Assignment: Among the entries that follow, find every line with the word "prickly" and copy it.

Data shown:
=-=-=

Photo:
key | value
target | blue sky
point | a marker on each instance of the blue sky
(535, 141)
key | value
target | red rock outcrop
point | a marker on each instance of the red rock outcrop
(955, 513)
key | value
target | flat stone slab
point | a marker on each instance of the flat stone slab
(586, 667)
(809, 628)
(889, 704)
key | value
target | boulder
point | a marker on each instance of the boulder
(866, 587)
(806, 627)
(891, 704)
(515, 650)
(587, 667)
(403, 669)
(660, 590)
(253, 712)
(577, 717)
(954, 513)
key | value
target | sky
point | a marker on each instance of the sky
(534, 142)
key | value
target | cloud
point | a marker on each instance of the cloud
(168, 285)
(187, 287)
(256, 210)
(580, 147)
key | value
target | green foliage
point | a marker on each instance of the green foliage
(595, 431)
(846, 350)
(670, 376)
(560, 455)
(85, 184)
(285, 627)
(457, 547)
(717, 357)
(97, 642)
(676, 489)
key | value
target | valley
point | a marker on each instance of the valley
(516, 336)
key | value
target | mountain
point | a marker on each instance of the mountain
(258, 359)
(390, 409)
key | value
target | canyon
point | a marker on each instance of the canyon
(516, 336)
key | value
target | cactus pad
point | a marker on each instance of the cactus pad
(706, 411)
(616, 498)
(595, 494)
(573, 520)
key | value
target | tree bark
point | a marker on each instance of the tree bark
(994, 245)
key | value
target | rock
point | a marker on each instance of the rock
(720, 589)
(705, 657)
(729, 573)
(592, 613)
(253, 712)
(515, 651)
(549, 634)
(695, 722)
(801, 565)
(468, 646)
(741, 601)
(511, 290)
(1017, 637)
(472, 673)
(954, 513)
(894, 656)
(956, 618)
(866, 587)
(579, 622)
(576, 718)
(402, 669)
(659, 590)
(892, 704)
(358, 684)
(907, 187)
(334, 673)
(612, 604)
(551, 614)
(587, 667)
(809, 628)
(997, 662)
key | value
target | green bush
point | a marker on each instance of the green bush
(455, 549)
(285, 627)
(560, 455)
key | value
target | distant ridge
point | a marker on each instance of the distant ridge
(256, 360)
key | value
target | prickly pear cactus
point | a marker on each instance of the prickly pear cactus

=-=-=

Task answer:
target | prickly pear cactus
point | a marker on each instance of the prickly pear cactus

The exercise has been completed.